:: Data records ::
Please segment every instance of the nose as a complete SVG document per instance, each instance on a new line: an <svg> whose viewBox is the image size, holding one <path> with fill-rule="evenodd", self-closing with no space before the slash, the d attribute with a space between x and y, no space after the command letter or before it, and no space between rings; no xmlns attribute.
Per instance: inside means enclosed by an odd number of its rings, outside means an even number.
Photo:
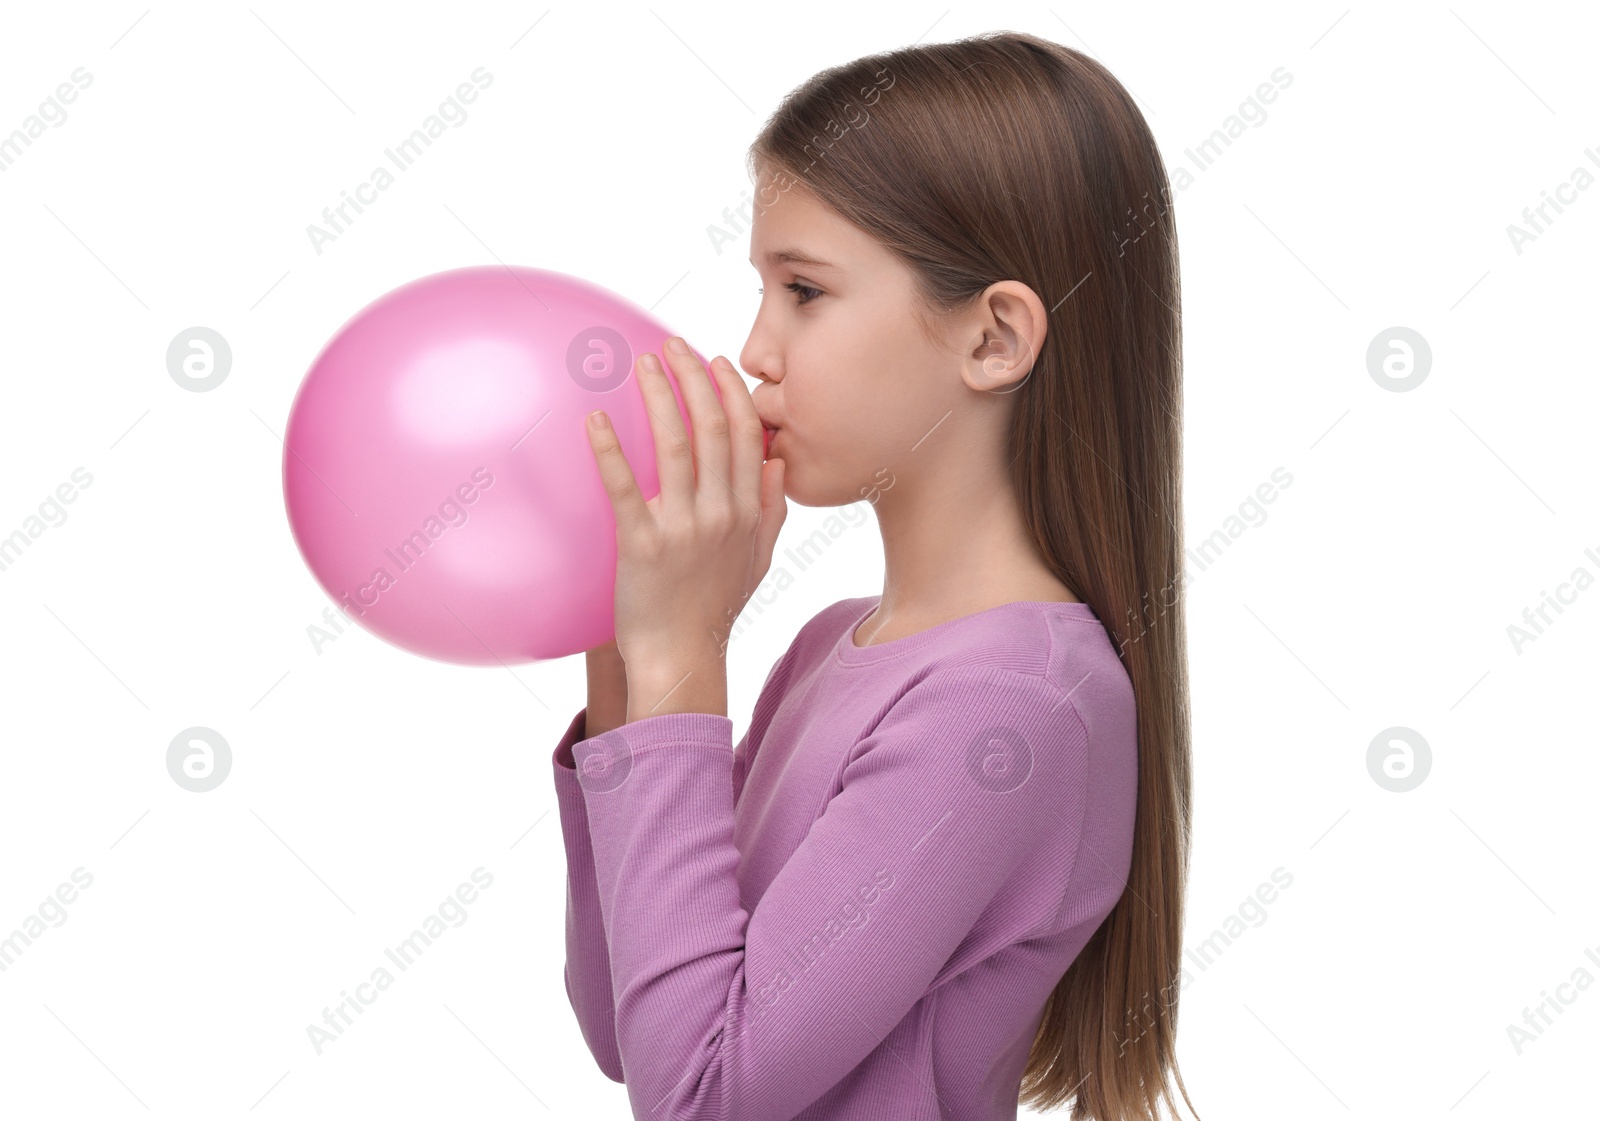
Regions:
<svg viewBox="0 0 1600 1121"><path fill-rule="evenodd" d="M762 323L762 315L750 326L750 334L739 350L739 367L753 378L776 384L783 380L783 364L776 337Z"/></svg>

:: The task ::
Line by line, print the records exactly, leaving the pictures behind.

:: Your response ::
Please segment every instance of the nose as a complete SVG document per instance, each instance on a new line: an <svg> whose viewBox is the image size, holding one <path> with fill-rule="evenodd", self-closing with no space before the slash, the d attribute with a space between x and y, no space after the command letter or before it, and no space between rings; no xmlns attribute.
Per instance: inside means enclosed by an odd number of its rings, outside means an even number.
Photo:
Regions:
<svg viewBox="0 0 1600 1121"><path fill-rule="evenodd" d="M762 323L762 315L750 326L750 334L739 350L739 367L753 378L776 384L783 380L783 364L776 337Z"/></svg>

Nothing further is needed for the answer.